▸ Work instructions
**A)** Answer these from the bioterrorism article below:
(i) Which three Southwest Kansas packing plants does it name?
(ii) Which main highways would be shut down on a warning about dangerous chemicals or toxins?
(iii) How many hospitals make up the consortium planning the mock disaster drill?
**B)** Who is quoted in the bioterrorism article below? List every person by name.

With the threat to food security high on the list of possible terrorist activity, the Meade County Emergency Management Coordinator, as well as area farmers and ranchers, are keeping a watchful eye on cattle, crops and grain elevators.

*“Bioterrorism has been a big issue ever since 9/11 and our beef industry is considered a very vulnerable target,” Stice said.  “Sixty-eight percent of the world’s beef is produced in a triangular area from Dodge City west to the Colorado border, south to Amarillo, Texas and back to Dodge.  This includes range cattle, feed lots and the three Southwest Kansas packing plants—National Beef, Excel and IBP—which process a combined total of one million head of livestock a day.

“One of the objectives of our team,” he continued, “is to take every precaution possible to safeguard these facilities, including any attempt to spread foreign animal diseases such as foot and mouth disease, anthrax, etc.”

“If we receive a warning that dangerous chemicals or toxins might be passing through the area, we are prepared to shut down our main highways (54, 160 and 23) immediately and begin inspecting carriers” Cox said.

“Although we’ve had no serious incidents of any kind in the county and, thus far, reports have proved to be false alarms, we intend to be on the ready in case there is an actual emergency,” Stice said.

“The entire Southwest Kansas Medical Community has been on the alert since the initial terrorist attacks,” said Mickey Thomas, Director of Meade District Hospital.  “We watch for any indication of unusual viruses, poisons, small pox, etc., and are carrying a heavier inventory of antibiotics and supplies.  We also have a task force of aids standing by if an emergency should occur.”

Although the date has not yet been confirmed, a consortium of 17 Southwest Kansas hospitals are making plans to conduct a bioterrorism mock disaster drill in October, he said.

With new diseases cropping up worldwide, we are always on the alert,” said Michele Correll, Director of the Meade County Health Department.  “As a bioterrorism measure, we are working with a six-county regional group, studying ways to identify and contain these diseases should they appear.”

▸ Dataset content

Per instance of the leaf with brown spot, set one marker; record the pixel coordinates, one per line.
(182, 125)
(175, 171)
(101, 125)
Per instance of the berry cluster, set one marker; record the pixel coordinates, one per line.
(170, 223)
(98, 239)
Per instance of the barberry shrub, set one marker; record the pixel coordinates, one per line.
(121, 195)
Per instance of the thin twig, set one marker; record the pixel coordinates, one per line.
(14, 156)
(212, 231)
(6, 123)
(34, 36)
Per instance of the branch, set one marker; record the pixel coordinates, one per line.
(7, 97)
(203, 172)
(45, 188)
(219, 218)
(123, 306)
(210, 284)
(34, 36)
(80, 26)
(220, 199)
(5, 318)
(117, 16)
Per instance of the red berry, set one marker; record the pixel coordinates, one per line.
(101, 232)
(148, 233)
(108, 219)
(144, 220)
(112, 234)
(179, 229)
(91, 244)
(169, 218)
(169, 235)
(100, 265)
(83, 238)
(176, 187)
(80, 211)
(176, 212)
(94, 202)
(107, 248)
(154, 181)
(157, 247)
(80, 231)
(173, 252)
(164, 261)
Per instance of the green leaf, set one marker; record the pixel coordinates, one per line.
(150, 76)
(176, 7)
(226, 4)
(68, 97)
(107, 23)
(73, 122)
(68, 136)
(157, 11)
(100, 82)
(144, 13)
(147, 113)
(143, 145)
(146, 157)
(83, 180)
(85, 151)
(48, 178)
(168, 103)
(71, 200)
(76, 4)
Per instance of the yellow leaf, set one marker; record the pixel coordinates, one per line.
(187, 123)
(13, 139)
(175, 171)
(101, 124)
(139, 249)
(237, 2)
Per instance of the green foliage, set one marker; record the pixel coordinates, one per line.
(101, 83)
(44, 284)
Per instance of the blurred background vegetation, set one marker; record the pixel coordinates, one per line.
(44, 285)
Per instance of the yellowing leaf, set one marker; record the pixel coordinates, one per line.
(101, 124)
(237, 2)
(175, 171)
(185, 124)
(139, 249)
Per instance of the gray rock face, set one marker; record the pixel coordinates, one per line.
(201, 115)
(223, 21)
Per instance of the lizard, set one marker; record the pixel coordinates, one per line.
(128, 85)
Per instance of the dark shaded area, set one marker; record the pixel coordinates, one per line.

▸ Solutions by task
**A)**
(i) National Beef, Excel and IBP
(ii) Highways 54, 160 and 23
(iii) 17

**B)** Stice, Cox, Mickey Thomas, Michele Correll